* Exercise brief
Below are the records; give the number of lines in them that include the word "seat", and nothing more.

* Data to process
• • • • • • •
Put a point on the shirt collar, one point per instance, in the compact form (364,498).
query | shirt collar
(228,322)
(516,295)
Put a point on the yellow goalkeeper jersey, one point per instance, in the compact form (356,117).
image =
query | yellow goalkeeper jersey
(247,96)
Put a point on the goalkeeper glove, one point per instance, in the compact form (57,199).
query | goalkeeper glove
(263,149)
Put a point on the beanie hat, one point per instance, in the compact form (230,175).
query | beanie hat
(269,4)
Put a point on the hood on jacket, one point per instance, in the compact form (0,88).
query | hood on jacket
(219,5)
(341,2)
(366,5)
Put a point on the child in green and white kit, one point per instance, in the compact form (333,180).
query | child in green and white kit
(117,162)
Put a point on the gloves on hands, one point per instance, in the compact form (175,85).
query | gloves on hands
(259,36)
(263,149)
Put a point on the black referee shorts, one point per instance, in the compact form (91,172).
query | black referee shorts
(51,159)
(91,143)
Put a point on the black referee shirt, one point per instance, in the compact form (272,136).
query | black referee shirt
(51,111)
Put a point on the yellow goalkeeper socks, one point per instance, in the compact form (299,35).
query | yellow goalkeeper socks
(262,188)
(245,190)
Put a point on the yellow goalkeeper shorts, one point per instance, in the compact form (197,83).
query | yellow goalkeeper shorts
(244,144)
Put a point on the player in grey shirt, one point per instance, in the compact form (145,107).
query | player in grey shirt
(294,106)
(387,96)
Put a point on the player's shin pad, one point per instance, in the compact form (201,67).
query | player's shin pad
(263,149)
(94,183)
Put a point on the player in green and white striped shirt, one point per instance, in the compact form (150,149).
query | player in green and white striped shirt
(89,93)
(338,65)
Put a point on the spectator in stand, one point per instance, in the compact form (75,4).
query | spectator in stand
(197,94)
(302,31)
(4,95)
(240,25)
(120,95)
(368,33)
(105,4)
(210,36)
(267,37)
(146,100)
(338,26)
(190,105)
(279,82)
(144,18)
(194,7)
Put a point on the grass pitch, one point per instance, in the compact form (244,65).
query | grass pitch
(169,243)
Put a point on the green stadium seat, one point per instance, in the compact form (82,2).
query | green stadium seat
• • • • • • •
* Reply
2